Texte à lire:

===

Les contraintes du travail en milieu ouvert obligent souvent à mener des projets sur des temps très brefs. Ce qui peut apparaître au départ comme un handicap, n’est-il pas au contraire un moyen de travailler dans un temps plus proche de celui de l’enfant ?

 
 
Quand on travaille avec des enfants en dehors des institutions, on est dans une situation pour le moins paradoxale vis à vis de la démarche de projets. D'un côté le travail en milieu ouvert est un merveilleux bouillon de culture de projet : l'adulte, fidèle à son poste, y collecte sur le vif les petites idées, les petits désirs et les grands besoins d'une population enfantine, dont l'âge varie toujours beaucoup (3-16 ans). D'un autre côté, tout est plus difficile : des enfants qui vont et qui viennent ; des enfants qui changent d'idée, qui se brouillent entre eux, rendent bien difficile le déroulement classique d'une pédagogie de projets.

===

Données fournies:
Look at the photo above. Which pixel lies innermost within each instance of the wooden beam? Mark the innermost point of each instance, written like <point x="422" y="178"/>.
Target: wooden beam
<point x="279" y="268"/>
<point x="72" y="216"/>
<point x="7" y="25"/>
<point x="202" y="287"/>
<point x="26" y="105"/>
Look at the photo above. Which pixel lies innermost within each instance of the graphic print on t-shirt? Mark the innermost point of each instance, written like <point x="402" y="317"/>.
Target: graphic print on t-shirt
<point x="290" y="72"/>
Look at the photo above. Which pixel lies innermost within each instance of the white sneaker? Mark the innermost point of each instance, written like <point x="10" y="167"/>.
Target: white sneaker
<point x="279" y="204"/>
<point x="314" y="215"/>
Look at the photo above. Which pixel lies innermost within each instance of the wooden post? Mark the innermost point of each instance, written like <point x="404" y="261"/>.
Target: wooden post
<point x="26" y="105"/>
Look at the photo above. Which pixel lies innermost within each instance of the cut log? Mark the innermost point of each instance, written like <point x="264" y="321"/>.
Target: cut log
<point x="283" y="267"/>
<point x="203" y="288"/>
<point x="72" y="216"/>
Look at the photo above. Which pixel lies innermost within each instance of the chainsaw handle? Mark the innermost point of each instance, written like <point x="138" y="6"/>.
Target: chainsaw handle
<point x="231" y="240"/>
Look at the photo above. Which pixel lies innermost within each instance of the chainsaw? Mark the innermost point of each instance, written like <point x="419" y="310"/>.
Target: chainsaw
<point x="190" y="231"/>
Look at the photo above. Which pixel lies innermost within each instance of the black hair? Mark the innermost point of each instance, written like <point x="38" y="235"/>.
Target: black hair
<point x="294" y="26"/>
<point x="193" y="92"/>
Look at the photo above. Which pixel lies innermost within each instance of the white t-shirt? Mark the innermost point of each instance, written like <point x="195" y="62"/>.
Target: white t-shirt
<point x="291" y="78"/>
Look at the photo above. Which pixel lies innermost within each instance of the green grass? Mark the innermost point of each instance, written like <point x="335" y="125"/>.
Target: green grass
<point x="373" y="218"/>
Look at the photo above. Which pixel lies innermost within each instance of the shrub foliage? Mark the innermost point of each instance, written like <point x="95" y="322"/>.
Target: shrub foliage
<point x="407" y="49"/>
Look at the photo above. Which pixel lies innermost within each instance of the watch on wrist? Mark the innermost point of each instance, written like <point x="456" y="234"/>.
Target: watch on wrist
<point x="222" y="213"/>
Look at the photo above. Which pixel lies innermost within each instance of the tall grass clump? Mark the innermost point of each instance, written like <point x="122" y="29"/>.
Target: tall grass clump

===

Exercice 1: Reprenez à l'identique le passage du texte sur le travail en milieu ouvert qui commence par « Les contraintes du » et se poursuit jusqu'à « de l’enfant ? ».
Exercice 2: Recopiez fidèlement les lignes de la liste, depuis la ligne contenant « the white t-shirt? » jusqu'à la fin de cette liste.
La liste ci-dessus n'a aucun rapport avec le texte.

Corrigé 1:
Les contraintes du travail en milieu ouvert obligent souvent à mener des projets sur des temps très brefs. Ce qui peut apparaître au départ comme un handicap, n’est-il pas au contraire un moyen de travailler dans un temps plus proche de celui de l’enfant ?

Corrigé 2:
Look at the photo above. Which pixel lies innermost within each instance of the white t-shirt? Mark the innermost point of each instance, written like <point x="195" y="62"/>.
Target: white t-shirt
<point x="291" y="78"/>
Look at the photo above. Which pixel lies innermost within each instance of the green grass? Mark the innermost point of each instance, written like <point x="335" y="125"/>.
Target: green grass
<point x="373" y="218"/>
Look at the photo above. Which pixel lies innermost within each instance of the shrub foliage? Mark the innermost point of each instance, written like <point x="95" y="322"/>.
Target: shrub foliage
<point x="407" y="49"/>
Look at the photo above. Which pixel lies innermost within each instance of the watch on wrist? Mark the innermost point of each instance, written like <point x="456" y="234"/>.
Target: watch on wrist
<point x="222" y="213"/>
Look at the photo above. Which pixel lies innermost within each instance of the tall grass clump? Mark the innermost point of each instance, written like <point x="122" y="29"/>.
Target: tall grass clump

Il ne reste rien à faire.